What to do ->
Copy out the lines of the records below, from the line containing "Tag the cardigan button" to the line containing "261], [255, 243]]", keeping both of those lines. Leave the pictures out of your copy.

Record set ->
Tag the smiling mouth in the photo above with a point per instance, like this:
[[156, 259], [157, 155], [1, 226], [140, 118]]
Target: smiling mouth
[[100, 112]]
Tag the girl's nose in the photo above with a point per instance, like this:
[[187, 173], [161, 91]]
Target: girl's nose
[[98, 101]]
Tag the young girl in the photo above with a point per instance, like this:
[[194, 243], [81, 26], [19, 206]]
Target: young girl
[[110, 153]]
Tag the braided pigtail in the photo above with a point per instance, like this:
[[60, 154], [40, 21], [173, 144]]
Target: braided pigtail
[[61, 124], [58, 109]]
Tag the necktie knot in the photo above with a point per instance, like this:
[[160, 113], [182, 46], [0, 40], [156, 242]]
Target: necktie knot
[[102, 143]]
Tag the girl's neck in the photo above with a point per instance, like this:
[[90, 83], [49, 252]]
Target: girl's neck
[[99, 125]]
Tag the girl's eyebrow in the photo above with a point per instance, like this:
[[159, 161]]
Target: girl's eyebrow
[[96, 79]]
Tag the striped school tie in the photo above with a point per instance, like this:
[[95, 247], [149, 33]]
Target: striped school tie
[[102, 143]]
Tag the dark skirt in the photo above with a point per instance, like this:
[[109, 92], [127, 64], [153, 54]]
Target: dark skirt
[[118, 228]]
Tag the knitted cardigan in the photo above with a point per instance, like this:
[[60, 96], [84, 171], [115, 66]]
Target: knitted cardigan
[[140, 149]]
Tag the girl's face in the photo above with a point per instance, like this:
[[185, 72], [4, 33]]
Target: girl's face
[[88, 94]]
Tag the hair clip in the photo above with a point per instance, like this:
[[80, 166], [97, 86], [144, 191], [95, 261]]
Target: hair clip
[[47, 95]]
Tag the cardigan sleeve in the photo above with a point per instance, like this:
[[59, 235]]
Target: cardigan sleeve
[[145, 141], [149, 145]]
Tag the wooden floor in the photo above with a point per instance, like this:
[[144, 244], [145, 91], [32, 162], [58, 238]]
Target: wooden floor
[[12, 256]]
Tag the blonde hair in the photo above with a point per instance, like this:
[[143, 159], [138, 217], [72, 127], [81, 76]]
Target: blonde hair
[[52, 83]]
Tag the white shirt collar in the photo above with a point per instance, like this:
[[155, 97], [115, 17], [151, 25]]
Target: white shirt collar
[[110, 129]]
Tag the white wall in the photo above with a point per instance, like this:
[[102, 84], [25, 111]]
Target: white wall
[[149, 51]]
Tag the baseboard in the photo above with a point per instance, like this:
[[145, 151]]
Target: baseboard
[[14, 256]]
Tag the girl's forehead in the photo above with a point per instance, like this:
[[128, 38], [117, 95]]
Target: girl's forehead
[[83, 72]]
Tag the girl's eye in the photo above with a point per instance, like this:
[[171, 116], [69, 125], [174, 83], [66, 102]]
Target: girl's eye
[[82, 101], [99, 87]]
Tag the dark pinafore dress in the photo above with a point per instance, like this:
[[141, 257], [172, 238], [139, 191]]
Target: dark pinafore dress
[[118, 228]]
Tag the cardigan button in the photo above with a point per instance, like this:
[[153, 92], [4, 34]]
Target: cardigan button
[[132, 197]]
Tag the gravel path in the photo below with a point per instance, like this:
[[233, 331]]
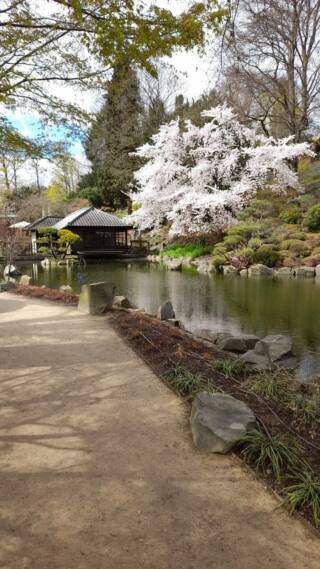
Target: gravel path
[[97, 468]]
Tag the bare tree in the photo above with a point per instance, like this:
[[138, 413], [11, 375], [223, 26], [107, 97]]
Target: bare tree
[[273, 49]]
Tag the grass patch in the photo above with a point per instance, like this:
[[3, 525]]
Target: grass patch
[[186, 382], [230, 367], [304, 494], [277, 453], [272, 385], [189, 250]]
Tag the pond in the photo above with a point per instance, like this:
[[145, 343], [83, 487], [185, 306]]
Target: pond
[[213, 302]]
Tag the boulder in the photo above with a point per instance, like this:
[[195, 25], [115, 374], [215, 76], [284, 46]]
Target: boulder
[[260, 270], [277, 346], [229, 270], [238, 344], [25, 280], [121, 302], [7, 285], [172, 264], [304, 271], [218, 421], [165, 311], [96, 298], [65, 288], [284, 272], [273, 350]]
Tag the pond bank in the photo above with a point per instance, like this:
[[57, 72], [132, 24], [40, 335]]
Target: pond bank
[[103, 444]]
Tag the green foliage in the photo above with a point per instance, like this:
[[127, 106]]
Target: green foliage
[[267, 255], [254, 243], [93, 195], [304, 494], [230, 367], [306, 408], [56, 243], [184, 381], [232, 241], [312, 218], [189, 250], [292, 215], [273, 385], [260, 209], [278, 453], [218, 261], [245, 230], [297, 247]]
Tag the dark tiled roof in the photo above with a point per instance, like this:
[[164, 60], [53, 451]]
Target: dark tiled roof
[[46, 221], [90, 217]]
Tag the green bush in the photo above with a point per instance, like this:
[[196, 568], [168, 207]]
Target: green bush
[[189, 250], [232, 241], [267, 255], [219, 249], [292, 215], [245, 230], [312, 218], [299, 248], [218, 261], [255, 243]]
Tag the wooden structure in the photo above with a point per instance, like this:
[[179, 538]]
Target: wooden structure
[[102, 234]]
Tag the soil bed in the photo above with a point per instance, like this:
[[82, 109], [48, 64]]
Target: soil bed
[[164, 347]]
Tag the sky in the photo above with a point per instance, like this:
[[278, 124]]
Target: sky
[[194, 72]]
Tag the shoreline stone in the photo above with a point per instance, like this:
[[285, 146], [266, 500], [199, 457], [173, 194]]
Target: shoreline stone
[[218, 421]]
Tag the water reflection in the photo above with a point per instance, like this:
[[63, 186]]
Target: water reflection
[[232, 304]]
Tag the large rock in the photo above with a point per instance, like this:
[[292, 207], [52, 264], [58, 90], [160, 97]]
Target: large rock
[[96, 298], [7, 285], [172, 264], [65, 288], [121, 302], [277, 346], [260, 271], [238, 344], [304, 271], [25, 280], [218, 421], [165, 311], [229, 270], [284, 272], [273, 350]]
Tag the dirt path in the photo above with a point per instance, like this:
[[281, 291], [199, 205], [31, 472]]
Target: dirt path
[[97, 468]]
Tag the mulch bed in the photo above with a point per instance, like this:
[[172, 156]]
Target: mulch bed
[[164, 347], [69, 298]]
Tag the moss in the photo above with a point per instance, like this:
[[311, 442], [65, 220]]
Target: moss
[[267, 255]]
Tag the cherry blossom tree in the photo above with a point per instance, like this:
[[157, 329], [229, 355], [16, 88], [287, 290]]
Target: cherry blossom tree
[[198, 178]]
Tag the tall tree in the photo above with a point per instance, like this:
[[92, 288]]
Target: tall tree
[[115, 135], [275, 63]]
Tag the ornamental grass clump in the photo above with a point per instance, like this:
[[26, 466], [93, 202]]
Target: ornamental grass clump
[[276, 453], [229, 367], [184, 381], [304, 494], [272, 385]]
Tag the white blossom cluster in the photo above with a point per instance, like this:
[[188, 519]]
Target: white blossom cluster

Answer to the problem ->
Tag the cardigan button in the photo above with a point per instance, like this:
[[153, 92], [4, 34]]
Target: cardigan button
[[132, 197]]
Tag the gravel path in the photo below with a point per instance, like this:
[[233, 331]]
Target: gravel path
[[97, 468]]
Tag the bare tree in the photo above with a point per instance, like this:
[[138, 413], [11, 375], [223, 26], [107, 97]]
Target: bare tree
[[273, 49]]
Tag the grass patch in the photo above with a point per instance, like this:
[[3, 525]]
Target: grass patch
[[186, 382], [230, 367], [304, 494], [277, 453], [272, 385], [189, 250]]
Tag the pond in the photo above with a point per instance, like this:
[[145, 343], [83, 487], [185, 306]]
Target: pond
[[213, 302]]
Tag the boulder in the photo above with a point per instance, like this:
[[195, 25], [115, 374], [215, 76], [284, 46]]
Target: boulder
[[260, 270], [277, 346], [229, 270], [238, 344], [25, 280], [121, 302], [7, 285], [172, 264], [304, 271], [218, 421], [165, 311], [96, 298], [65, 288], [284, 272], [273, 350]]
Tag the pond bank in the photo above with a point per instance, like this:
[[57, 72], [132, 24], [40, 335]]
Target: pond bank
[[103, 444]]
Tag the green foliage in the photo above with a point per instance, like this:
[[127, 106]]
Target: green foliage
[[267, 255], [254, 243], [93, 195], [304, 494], [230, 367], [306, 408], [56, 243], [184, 381], [232, 241], [312, 218], [189, 250], [292, 215], [273, 385], [260, 209], [278, 453], [218, 261], [245, 230], [297, 247]]
Tag the dark tiled roof in the photo above with a point per instance, like this:
[[164, 60], [53, 451]]
Target: dark tiled roof
[[46, 221], [90, 217]]
Tag the green bush in the photo above with a point per instance, like this:
[[196, 568], [168, 207]]
Target: green bush
[[189, 250], [232, 241], [267, 255], [219, 249], [292, 215], [245, 230], [312, 218], [299, 248], [218, 261], [255, 243]]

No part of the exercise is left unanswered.